** begin LISTED ENTRIES **

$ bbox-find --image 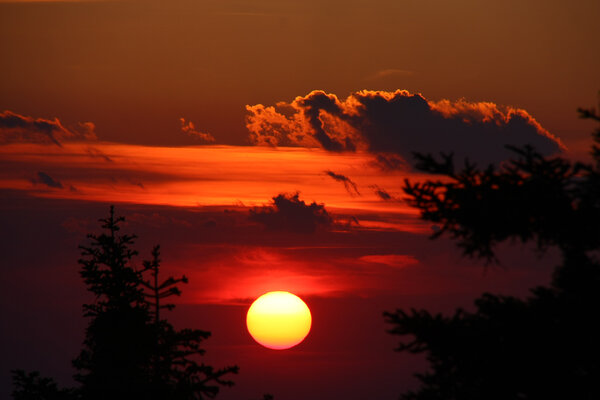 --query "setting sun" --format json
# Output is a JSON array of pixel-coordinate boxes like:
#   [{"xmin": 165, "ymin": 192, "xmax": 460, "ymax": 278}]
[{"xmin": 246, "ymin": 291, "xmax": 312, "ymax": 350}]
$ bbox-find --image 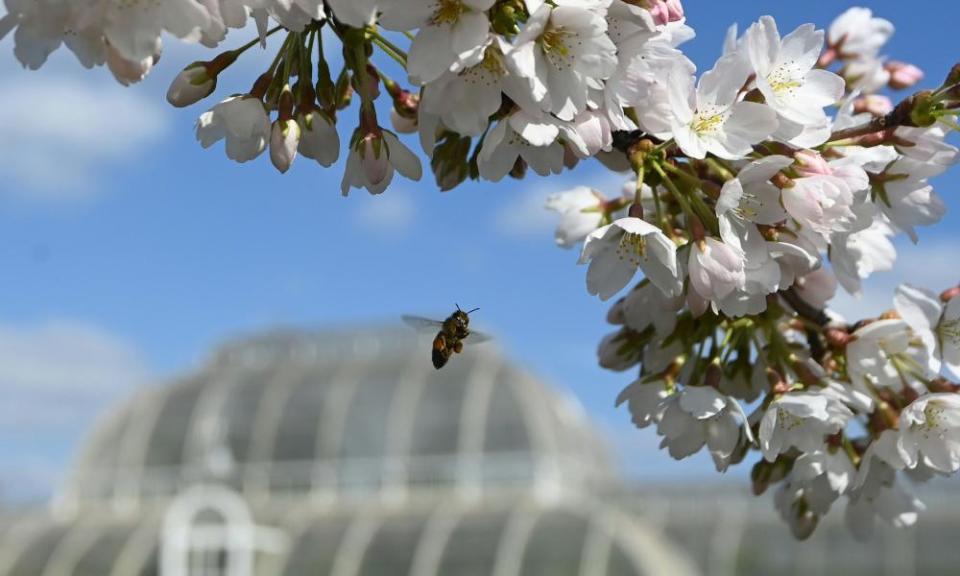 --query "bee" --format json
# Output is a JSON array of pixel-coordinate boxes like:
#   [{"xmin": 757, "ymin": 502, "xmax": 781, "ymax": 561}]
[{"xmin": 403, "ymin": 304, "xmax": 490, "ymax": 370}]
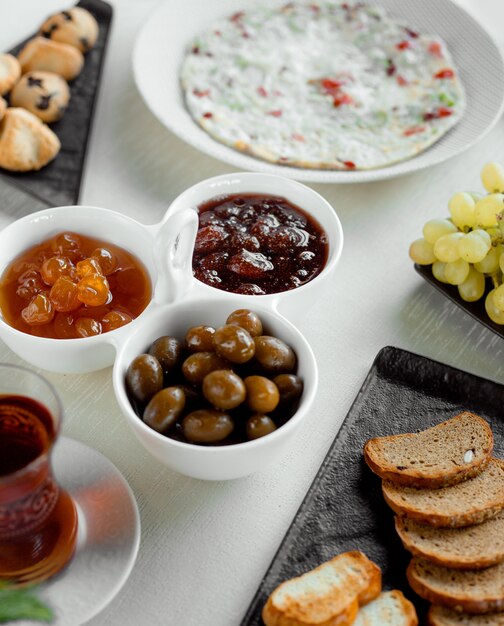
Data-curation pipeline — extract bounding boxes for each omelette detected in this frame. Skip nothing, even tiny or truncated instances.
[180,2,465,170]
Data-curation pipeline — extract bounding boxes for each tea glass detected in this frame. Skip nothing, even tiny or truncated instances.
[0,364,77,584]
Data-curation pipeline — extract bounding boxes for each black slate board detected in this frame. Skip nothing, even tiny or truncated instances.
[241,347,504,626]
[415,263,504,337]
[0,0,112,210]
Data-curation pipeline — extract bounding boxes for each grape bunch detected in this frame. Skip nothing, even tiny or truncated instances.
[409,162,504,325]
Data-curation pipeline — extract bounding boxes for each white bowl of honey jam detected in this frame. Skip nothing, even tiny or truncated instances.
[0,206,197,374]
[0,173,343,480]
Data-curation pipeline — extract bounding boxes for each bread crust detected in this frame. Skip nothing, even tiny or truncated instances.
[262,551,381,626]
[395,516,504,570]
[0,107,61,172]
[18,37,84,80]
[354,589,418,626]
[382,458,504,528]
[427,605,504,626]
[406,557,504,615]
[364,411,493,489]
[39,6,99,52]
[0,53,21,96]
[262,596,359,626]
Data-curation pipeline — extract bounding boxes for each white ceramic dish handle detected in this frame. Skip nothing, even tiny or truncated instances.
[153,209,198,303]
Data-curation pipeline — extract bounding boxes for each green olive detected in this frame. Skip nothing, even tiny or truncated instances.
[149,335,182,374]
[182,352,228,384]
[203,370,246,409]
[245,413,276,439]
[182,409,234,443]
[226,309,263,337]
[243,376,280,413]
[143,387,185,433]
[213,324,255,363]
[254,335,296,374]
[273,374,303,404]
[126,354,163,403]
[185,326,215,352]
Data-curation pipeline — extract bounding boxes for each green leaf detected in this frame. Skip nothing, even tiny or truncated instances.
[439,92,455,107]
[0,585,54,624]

** end LISTED ENTRIES **
** begin LISTED ENTRIES **

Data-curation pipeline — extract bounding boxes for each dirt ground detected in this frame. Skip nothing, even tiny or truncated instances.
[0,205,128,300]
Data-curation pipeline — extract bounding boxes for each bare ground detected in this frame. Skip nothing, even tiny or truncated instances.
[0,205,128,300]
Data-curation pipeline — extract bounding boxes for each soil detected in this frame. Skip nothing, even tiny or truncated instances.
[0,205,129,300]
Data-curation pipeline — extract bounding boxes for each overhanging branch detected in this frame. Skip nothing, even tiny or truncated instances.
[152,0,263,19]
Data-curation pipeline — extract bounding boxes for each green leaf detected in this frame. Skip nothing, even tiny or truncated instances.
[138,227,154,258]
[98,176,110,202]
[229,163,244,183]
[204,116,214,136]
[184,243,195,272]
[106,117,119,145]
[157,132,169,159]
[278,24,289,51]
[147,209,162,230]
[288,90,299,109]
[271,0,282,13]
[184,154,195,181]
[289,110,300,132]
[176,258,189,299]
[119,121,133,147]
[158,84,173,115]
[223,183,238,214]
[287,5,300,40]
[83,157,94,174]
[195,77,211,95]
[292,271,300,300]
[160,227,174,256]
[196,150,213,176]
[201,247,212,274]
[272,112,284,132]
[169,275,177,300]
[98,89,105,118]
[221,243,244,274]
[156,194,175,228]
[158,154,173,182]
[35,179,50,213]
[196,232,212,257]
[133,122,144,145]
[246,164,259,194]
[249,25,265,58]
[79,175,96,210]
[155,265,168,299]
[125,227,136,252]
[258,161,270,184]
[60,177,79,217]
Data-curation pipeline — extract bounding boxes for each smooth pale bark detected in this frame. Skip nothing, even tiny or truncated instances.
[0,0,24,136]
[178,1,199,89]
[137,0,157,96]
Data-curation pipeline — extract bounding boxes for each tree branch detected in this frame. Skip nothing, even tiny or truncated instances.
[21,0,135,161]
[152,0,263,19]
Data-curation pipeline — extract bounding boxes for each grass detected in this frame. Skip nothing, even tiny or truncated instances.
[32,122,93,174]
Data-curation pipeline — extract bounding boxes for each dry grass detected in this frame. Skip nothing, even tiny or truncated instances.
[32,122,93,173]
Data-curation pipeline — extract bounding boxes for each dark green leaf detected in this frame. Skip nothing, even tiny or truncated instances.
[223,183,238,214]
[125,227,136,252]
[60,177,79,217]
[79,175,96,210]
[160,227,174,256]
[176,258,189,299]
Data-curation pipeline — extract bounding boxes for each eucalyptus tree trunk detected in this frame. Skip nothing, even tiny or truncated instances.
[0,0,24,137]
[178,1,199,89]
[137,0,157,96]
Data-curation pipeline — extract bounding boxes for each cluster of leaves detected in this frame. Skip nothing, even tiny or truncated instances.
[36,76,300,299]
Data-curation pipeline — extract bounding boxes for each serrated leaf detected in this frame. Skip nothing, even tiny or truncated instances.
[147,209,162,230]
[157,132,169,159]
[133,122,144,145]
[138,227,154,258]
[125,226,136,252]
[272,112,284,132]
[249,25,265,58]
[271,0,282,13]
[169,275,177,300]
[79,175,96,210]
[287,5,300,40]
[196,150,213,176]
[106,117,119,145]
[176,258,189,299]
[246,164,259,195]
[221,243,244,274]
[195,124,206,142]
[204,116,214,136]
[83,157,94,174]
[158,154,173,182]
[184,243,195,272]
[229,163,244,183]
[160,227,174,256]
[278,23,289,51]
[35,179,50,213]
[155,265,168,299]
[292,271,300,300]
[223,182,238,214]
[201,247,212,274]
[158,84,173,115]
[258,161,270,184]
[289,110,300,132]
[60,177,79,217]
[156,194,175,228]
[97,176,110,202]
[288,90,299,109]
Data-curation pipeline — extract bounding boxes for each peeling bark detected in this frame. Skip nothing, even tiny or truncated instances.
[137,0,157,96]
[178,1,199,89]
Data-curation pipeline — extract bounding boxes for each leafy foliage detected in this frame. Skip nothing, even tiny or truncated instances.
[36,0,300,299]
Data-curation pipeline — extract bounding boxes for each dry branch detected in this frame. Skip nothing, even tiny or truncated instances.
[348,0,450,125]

** end LISTED ENTRIES **
** begin LISTED ENTRIES **

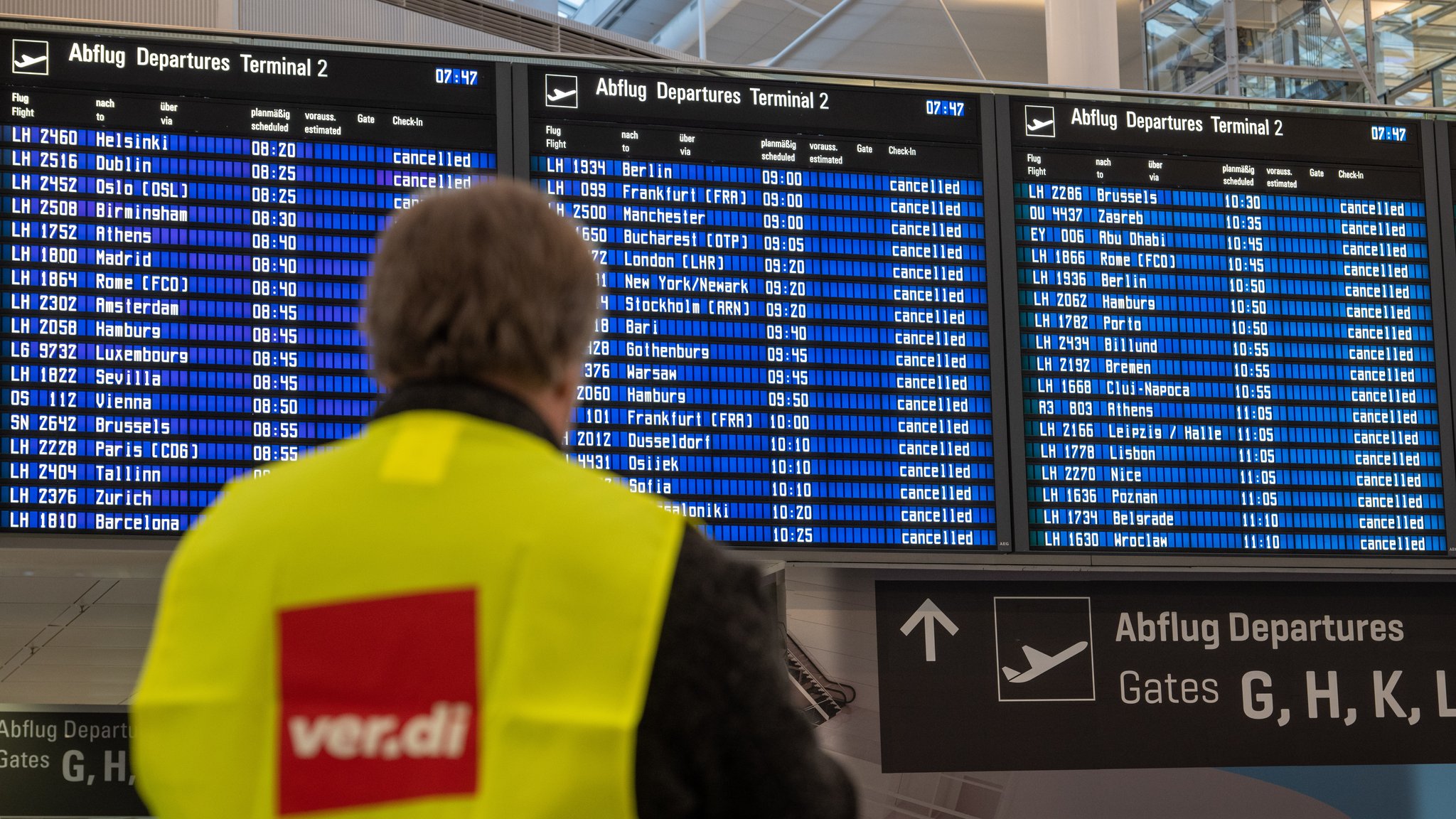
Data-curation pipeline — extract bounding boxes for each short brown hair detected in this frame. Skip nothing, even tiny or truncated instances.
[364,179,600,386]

** end LISTED ENTRIES **

> **DESCRIPTION OF THE TASK**:
Copy out the lines of the records from the one containing "each dry branch" through the one containing "[348,0,450,125]", both included, without any change.

> **COMPLETED TASK**:
Data-curation pipeline — extract bounding boxes for each dry branch detected in this frame. Skip nothing, even tiny or truncated instances.
[348,0,450,125]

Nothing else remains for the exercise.